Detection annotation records
## Start
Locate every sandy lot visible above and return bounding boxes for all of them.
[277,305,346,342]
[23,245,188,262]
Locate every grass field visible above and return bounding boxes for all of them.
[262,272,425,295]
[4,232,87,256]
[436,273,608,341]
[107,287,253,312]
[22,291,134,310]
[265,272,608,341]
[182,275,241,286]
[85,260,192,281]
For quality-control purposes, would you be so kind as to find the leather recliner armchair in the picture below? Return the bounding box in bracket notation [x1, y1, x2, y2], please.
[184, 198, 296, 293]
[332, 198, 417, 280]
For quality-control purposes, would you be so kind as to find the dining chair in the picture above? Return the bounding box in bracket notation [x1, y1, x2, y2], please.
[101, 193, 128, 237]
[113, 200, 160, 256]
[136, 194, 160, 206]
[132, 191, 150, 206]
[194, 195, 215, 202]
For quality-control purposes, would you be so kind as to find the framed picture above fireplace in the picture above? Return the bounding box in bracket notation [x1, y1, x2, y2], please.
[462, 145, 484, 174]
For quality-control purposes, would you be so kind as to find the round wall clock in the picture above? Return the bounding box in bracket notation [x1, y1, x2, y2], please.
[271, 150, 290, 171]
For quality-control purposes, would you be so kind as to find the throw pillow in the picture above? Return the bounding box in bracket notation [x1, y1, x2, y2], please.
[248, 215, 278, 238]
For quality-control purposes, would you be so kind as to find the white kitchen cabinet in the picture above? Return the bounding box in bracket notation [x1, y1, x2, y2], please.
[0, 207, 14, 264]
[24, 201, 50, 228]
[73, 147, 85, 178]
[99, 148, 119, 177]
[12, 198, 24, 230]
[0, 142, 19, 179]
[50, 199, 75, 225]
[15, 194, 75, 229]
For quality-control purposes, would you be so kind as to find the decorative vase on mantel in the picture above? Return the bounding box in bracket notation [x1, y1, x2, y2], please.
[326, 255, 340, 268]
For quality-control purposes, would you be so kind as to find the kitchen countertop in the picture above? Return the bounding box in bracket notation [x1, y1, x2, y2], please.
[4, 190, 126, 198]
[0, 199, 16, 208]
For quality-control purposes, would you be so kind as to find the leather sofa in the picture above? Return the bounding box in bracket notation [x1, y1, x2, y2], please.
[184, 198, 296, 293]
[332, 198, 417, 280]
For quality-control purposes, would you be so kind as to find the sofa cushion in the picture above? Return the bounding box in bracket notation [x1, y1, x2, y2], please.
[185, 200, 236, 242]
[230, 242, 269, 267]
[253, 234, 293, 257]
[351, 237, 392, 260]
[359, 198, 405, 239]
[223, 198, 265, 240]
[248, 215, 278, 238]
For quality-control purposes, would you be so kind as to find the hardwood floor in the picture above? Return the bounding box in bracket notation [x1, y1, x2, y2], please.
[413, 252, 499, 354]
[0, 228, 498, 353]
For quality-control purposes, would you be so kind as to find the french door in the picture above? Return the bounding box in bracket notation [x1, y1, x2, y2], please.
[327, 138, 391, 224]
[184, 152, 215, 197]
## End
▸ **YOUR TASK**
Substitute "auditing" for "quality-control" throughout all the rows above, and leave every other part of the rows unchanged.

▸ **SOLUTION TO THE EXERCISE**
Locate every sandy lot visible above and return bounding boxes for all of them.
[277,305,346,342]
[23,245,188,262]
Locate every grass field visible above and return bounding boxes for all of them.
[262,272,425,295]
[4,232,87,256]
[436,273,608,341]
[107,287,253,312]
[22,291,134,310]
[265,272,608,341]
[182,275,241,286]
[85,260,192,281]
For auditing purposes, would you be so kind as to find the leather recliner armchair in the picture below? Return the bounding box in bracket notation [x1, y1, x2, y2], please.
[184, 198, 296, 293]
[332, 198, 417, 280]
For auditing purposes, would you be so kind as to find the dining chair in the picture above? Return the bounding box in bracket notation [x1, y1, x2, y2], please.
[101, 193, 128, 237]
[113, 200, 160, 256]
[136, 194, 160, 206]
[132, 191, 150, 206]
[194, 195, 215, 202]
For auditing purposes, would you be so kind as to find the framed picture above fireplace in the picture above? Return the bounding box in bracket notation [x1, y1, x2, y2], please.
[462, 145, 484, 174]
For auditing purposes, would you be so kind as to find the round wall clock in the picture above? Return the bounding box in bracket notation [x1, y1, x2, y2], please.
[271, 150, 290, 171]
For auditing purposes, would you be so kind as to find the throw pillow in the picture above? Return the bounding box in bracket notation [x1, y1, x2, y2], please.
[248, 215, 278, 238]
For auditing purposes, would you be so kind as to find the white kitchen cabinet in the picture above? Return the bounding box in bracket notation [x1, y1, x2, y2], please.
[0, 207, 14, 264]
[24, 201, 50, 228]
[73, 147, 85, 178]
[99, 148, 119, 177]
[12, 198, 24, 230]
[0, 142, 19, 179]
[50, 199, 75, 225]
[15, 194, 75, 229]
For auditing purposes, would you be so kind as to find the decorative vase on mantel in the picture above? Return the bounding box in bracket notation [x1, y1, x2, y2], please.
[326, 255, 340, 268]
For auditing purposes, would you be so kind as to find the kitchen countertop in the picture above? Return the bounding box in bracket notation [x1, y1, x2, y2], please.
[4, 190, 126, 198]
[0, 199, 16, 208]
For auditing purposes, would you be so kind as to find the leather sofa in the picture above? Return the bounding box in bracket notation [x1, y1, x2, y2], please.
[184, 198, 296, 293]
[332, 198, 417, 280]
For auditing purposes, would you be so kind as to find the sofa cushion in the picture above? Return the bounding box in bracket notation [x1, y1, x2, y2], please.
[185, 200, 236, 242]
[230, 242, 269, 267]
[253, 234, 293, 257]
[351, 237, 392, 260]
[359, 198, 405, 239]
[223, 198, 265, 240]
[248, 215, 278, 238]
For auditing purposes, would you be so kind as to find the hardwood floor in the picture above? Return the bounding box in bracket notation [x1, y1, x2, y2], please.
[413, 252, 499, 354]
[0, 228, 498, 353]
For auditing purposes, would you be so kind as to find the french door in the picture above? Return the bounding box in bracket notation [x1, y1, x2, y2], please.
[327, 138, 391, 224]
[184, 152, 215, 197]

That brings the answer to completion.